Problem :: Transcribe each line of the material exactly as it stands.

%%

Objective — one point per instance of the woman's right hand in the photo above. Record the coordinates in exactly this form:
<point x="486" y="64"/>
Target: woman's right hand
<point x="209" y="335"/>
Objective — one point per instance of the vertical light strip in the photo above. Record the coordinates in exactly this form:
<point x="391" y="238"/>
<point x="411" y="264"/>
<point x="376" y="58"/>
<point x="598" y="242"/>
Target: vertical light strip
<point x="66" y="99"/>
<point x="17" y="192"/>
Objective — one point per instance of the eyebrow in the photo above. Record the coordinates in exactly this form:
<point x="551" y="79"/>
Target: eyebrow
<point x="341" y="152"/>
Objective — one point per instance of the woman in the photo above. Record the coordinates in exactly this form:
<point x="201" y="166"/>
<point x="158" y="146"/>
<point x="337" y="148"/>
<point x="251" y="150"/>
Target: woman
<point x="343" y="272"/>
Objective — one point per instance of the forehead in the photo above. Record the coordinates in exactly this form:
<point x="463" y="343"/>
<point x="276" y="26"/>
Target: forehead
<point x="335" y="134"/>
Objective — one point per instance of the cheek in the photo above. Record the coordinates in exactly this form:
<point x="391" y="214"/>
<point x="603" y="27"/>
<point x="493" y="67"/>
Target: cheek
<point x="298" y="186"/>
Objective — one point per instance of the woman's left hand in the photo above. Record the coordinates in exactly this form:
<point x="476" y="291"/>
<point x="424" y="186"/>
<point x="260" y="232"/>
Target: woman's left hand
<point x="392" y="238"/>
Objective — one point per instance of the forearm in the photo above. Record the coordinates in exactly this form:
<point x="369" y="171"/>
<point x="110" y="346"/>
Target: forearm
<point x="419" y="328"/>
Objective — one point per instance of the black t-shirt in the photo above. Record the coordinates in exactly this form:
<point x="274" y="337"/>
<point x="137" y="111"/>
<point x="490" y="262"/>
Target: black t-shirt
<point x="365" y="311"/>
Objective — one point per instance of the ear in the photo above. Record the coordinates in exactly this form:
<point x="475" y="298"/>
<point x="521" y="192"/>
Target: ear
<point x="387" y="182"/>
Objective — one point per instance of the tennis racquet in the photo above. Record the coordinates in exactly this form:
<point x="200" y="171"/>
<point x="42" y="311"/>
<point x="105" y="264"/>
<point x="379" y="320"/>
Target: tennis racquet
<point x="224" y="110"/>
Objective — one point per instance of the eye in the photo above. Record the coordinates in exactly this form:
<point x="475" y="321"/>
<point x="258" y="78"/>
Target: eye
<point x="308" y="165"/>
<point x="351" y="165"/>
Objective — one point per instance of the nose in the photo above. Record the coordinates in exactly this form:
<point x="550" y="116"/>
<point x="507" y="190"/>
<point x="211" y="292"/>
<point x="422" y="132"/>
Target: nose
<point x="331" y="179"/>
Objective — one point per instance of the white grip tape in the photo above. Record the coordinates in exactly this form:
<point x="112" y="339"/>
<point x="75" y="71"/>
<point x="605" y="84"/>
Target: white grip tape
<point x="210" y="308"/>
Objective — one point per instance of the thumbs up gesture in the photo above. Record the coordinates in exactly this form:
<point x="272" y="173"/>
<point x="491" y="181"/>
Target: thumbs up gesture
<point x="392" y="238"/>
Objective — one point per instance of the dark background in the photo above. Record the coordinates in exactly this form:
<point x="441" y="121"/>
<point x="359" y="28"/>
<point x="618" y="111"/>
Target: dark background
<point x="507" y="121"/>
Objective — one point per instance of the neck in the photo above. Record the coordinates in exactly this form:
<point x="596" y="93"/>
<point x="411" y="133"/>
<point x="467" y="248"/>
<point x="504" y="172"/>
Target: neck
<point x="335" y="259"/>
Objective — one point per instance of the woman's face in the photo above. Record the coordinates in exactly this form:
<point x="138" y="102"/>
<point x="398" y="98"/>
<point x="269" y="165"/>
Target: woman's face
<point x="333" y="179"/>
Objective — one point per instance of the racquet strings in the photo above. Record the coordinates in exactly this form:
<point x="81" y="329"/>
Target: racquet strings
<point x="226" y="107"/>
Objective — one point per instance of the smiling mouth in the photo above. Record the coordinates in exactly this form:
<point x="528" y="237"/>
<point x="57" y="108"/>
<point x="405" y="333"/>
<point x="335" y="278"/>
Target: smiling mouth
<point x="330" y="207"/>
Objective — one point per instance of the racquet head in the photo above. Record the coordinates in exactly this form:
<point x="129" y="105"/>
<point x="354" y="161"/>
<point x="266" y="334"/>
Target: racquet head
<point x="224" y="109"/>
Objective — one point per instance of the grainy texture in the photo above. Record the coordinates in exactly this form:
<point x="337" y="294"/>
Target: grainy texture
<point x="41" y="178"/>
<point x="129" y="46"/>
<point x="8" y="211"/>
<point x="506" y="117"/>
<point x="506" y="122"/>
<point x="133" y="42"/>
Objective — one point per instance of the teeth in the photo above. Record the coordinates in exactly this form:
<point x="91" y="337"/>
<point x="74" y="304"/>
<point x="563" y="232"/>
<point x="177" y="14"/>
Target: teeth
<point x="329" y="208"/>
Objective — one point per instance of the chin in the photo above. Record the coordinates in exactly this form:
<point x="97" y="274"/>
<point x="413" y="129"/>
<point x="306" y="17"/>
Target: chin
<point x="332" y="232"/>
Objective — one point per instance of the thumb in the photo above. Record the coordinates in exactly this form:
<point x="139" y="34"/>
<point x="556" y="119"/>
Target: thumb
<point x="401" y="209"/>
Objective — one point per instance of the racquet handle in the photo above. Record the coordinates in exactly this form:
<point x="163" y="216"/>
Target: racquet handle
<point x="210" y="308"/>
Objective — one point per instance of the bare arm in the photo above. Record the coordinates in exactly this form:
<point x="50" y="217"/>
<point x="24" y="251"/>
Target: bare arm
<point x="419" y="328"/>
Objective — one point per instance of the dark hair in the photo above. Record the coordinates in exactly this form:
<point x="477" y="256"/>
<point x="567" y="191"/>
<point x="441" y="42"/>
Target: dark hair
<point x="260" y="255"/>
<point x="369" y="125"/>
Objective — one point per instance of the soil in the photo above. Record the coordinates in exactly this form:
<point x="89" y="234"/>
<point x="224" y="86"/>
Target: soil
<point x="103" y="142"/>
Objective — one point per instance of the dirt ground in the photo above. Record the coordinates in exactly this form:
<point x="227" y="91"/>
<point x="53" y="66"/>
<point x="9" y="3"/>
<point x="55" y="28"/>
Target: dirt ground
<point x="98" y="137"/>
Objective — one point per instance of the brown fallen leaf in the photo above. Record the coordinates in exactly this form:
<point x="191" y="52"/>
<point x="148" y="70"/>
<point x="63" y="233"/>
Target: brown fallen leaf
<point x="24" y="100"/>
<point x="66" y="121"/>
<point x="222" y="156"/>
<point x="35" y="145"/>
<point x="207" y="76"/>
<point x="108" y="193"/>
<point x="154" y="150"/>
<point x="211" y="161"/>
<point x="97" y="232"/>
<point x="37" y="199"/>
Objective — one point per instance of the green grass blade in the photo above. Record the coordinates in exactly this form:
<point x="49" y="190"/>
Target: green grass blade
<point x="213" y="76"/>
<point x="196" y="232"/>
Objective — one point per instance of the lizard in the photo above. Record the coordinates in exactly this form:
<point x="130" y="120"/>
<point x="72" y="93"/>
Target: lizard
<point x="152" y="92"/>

%%

Result ::
Objective — one point per instance of the woman's right hand in the photo above. Record the coordinates in exactly this form:
<point x="486" y="64"/>
Target: woman's right hand
<point x="209" y="335"/>
Objective — one point per instance of the vertical light strip in the photo above. Record the coordinates in exactly this form:
<point x="391" y="238"/>
<point x="411" y="264"/>
<point x="376" y="58"/>
<point x="598" y="242"/>
Target: vertical light strip
<point x="66" y="99"/>
<point x="17" y="192"/>
Objective — one point per instance of the eyebrow in the photo above. Record the coordinates in exactly this form:
<point x="551" y="79"/>
Target: eyebrow
<point x="341" y="152"/>
Objective — one point per instance of the woman in the photo above. Record the coordinates in exactly this form:
<point x="201" y="166"/>
<point x="158" y="146"/>
<point x="337" y="148"/>
<point x="251" y="150"/>
Target: woman
<point x="343" y="272"/>
Objective — one point per instance of the forehead in the photo above. Record the coordinates in exactly this form:
<point x="463" y="343"/>
<point x="276" y="26"/>
Target: forehead
<point x="335" y="134"/>
Objective — one point per instance of the cheek in the photo above. Record the coordinates in exactly this form:
<point x="391" y="214"/>
<point x="603" y="27"/>
<point x="493" y="67"/>
Target: cheek
<point x="298" y="186"/>
Objective — one point per instance of the woman's left hand in the photo above. Record the coordinates in exactly this form:
<point x="476" y="291"/>
<point x="424" y="186"/>
<point x="260" y="232"/>
Target: woman's left hand
<point x="392" y="238"/>
Objective — one point per instance of the forearm in the photo above. Record the coordinates in exactly this form:
<point x="369" y="171"/>
<point x="110" y="346"/>
Target: forearm
<point x="419" y="328"/>
Objective — one point per instance of the black t-shirt in the photo above. Record the coordinates in exactly this form:
<point x="274" y="337"/>
<point x="137" y="111"/>
<point x="490" y="262"/>
Target: black t-shirt
<point x="365" y="311"/>
Objective — one point per instance of the ear in the photo above. Record the coordinates in exactly this form:
<point x="475" y="298"/>
<point x="521" y="192"/>
Target: ear
<point x="387" y="182"/>
Objective — one point per instance of the tennis racquet in the photo above. Record the coordinates in exactly this form:
<point x="200" y="171"/>
<point x="42" y="311"/>
<point x="105" y="264"/>
<point x="379" y="320"/>
Target: tennis racquet
<point x="224" y="110"/>
Objective — one point per instance of the eye in the photo above. Record the coordinates in exactly this form:
<point x="475" y="321"/>
<point x="258" y="78"/>
Target: eye
<point x="308" y="165"/>
<point x="351" y="165"/>
Objective — one point per instance of the nose in the photo above. Record the coordinates in exactly this form:
<point x="550" y="116"/>
<point x="507" y="190"/>
<point x="211" y="292"/>
<point x="422" y="132"/>
Target: nose
<point x="331" y="179"/>
Objective — one point per instance of the white grip tape in the photo above. Record the coordinates in exactly this form:
<point x="112" y="339"/>
<point x="75" y="71"/>
<point x="605" y="84"/>
Target: white grip tape
<point x="210" y="308"/>
Objective — one point per instance of the thumbs up gesture in the photo above. Record the coordinates in exactly this form:
<point x="272" y="173"/>
<point x="491" y="181"/>
Target: thumbs up gesture
<point x="392" y="238"/>
Objective — one point per instance of the dark background in the photo above. Record the coordinates in exactly this form:
<point x="441" y="121"/>
<point x="359" y="28"/>
<point x="618" y="111"/>
Target: dark background
<point x="507" y="121"/>
Objective — one point per instance of the neck in the photo above. Record the coordinates in exactly this form:
<point x="596" y="93"/>
<point x="411" y="133"/>
<point x="467" y="248"/>
<point x="504" y="172"/>
Target: neck
<point x="335" y="259"/>
Objective — one point per instance of the woman's face in the photo above. Record the coordinates in exactly this form:
<point x="138" y="102"/>
<point x="398" y="98"/>
<point x="269" y="165"/>
Target: woman's face
<point x="333" y="179"/>
Objective — one point per instance of the racquet strings in the photo above. Record the coordinates in exactly this form:
<point x="81" y="329"/>
Target: racquet strings
<point x="226" y="107"/>
Objective — one point per instance of the smiling mouth in the photo above. Record the coordinates in exactly this form:
<point x="528" y="237"/>
<point x="57" y="108"/>
<point x="405" y="333"/>
<point x="335" y="278"/>
Target: smiling mouth
<point x="330" y="207"/>
Objective — one point per instance of the racquet head in the photo above. Record the coordinates in exactly this form:
<point x="129" y="105"/>
<point x="354" y="161"/>
<point x="266" y="334"/>
Target: racquet head
<point x="224" y="109"/>
Objective — one point per instance of the grainy texture in the photo above. Record the coordinates in exactly this form:
<point x="337" y="294"/>
Target: grainy texture
<point x="41" y="178"/>
<point x="129" y="46"/>
<point x="8" y="211"/>
<point x="506" y="117"/>
<point x="506" y="122"/>
<point x="133" y="42"/>
Objective — one point per instance of the teeth in the photo above. Record the coordinates in exactly this form:
<point x="91" y="337"/>
<point x="74" y="304"/>
<point x="563" y="232"/>
<point x="177" y="14"/>
Target: teeth
<point x="329" y="208"/>
Objective — one point per instance of the chin in the photo above. Record the coordinates in exactly this form:
<point x="97" y="274"/>
<point x="413" y="129"/>
<point x="306" y="17"/>
Target: chin
<point x="332" y="232"/>
Objective — one point per instance of the thumb in the photo above. Record the coordinates in exactly this form:
<point x="139" y="34"/>
<point x="556" y="119"/>
Target: thumb
<point x="401" y="209"/>
Objective — one point per instance of the racquet handle in the photo above. Record the coordinates in exactly this form:
<point x="163" y="216"/>
Target: racquet handle
<point x="210" y="308"/>
Objective — one point per instance of the bare arm in the photo above. Record the coordinates in exactly this form:
<point x="50" y="217"/>
<point x="24" y="251"/>
Target: bare arm
<point x="419" y="328"/>
Objective — one point per instance of the dark hair in the photo above. Record the coordinates in exactly this form:
<point x="477" y="256"/>
<point x="567" y="191"/>
<point x="441" y="42"/>
Target: dark hair
<point x="260" y="255"/>
<point x="369" y="125"/>
Objective — one point per instance of the soil in the photo above. Record the coordinates in exactly this form:
<point x="89" y="234"/>
<point x="224" y="86"/>
Target: soil
<point x="103" y="142"/>
Objective — one point per instance of the dirt ground in the photo above. Record the coordinates in exactly this form:
<point x="227" y="91"/>
<point x="53" y="66"/>
<point x="9" y="3"/>
<point x="55" y="28"/>
Target: dirt ground
<point x="98" y="137"/>
Objective — one point per instance of the brown fallen leaf in the photo above. Record the coordinates in exactly this form:
<point x="191" y="52"/>
<point x="148" y="70"/>
<point x="63" y="233"/>
Target: brown fallen leaf
<point x="24" y="100"/>
<point x="66" y="121"/>
<point x="222" y="156"/>
<point x="35" y="145"/>
<point x="207" y="76"/>
<point x="108" y="193"/>
<point x="154" y="150"/>
<point x="211" y="161"/>
<point x="97" y="232"/>
<point x="37" y="199"/>
Objective — one point per instance of the green grass blade in the photo above. Record the coordinates in exactly this form:
<point x="49" y="190"/>
Target: green grass blade
<point x="213" y="76"/>
<point x="196" y="232"/>
Objective — one point per instance of the lizard in the photo above. Record the coordinates in exactly this form:
<point x="130" y="120"/>
<point x="72" y="93"/>
Target: lizard
<point x="152" y="92"/>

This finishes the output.